### SELECTED TEXT
☆ ☆ ☆ ☆ ☆ ☆ ☆

State v. Massey
2015 Ohio 4711
Ohio Ct. App.2015Background
- Massey participated in extracting a car from a cornfield with Charles Alexander and Rickey Johnson; afterwards several items were taken from a nearby barn and sold.
- Massey initially admitted in writing and orally to police and a probation officer that he stole the items; he later claimed he falsely confessed to protect Alexander.
- Indicted for fifth-degree felony Theft and Breaking & Entering; State agreed to dismiss Breaking & Entering in exchange for a guilty plea to Theft and recommended community control.
- At a thorough Crim.R. 11 plea hearing Massey pled guilty and shortly thereafter repeated an admission during a presentence interview.
- Five weeks after pleading, and two weeks before sentencing, Massey moved to withdraw his guilty plea asserting innocence; the trial court held a hearing, considered testimony (including Johnson’s), and issued a written decision applying nine Fish factors to deny the motion.

☆ ☆ ☆ ☆ ☆ ☆ ☆

### Dataset excerpts on pointing to objects
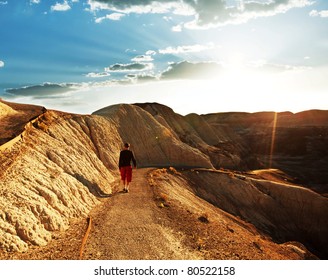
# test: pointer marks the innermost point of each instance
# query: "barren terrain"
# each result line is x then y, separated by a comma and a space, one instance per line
59, 170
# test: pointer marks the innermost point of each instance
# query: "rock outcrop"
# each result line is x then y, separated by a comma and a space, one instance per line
280, 209
55, 166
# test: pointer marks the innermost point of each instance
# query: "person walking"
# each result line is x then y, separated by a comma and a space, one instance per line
126, 157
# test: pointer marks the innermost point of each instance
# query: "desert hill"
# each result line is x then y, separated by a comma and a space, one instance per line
57, 167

☆ ☆ ☆ ☆ ☆ ☆ ☆

### JOBS
a) Answer these questions using the case summary above the data:
(i) Who were the two people Massey helped extract a car from a cornfield with?
(ii) What did the State recommend in exchange for the guilty plea to Theft?
(iii) How many Fish factors did the trial court apply in denying the motion?
b) Please reproduce the passage of the case summary above the data between "- Indicted for" and "deny the motion.", inclusive.
c) List every person named in the case summary above the data.

### OUTPUTS BY TASK
a)
(i) Charles Alexander and Rickey Johnson
(ii) Community control
(iii) Nine

b)
- Indicted for fifth-degree felony Theft and Breaking & Entering; State agreed to dismiss Breaking & Entering in exchange for a guilty plea to Theft and recommended community control.
- At a thorough Crim.R. 11 plea hearing Massey pled guilty and shortly thereafter repeated an admission during a presentence interview.
- Five weeks after pleading, and two weeks before sentencing, Massey moved to withdraw his guilty plea asserting innocence; the trial court held a hearing, considered testimony (including Johnson’s), and issued a written decision applying nine Fish factors to deny the motion.

c)
Massey
Charles Alexander
Rickey Johnson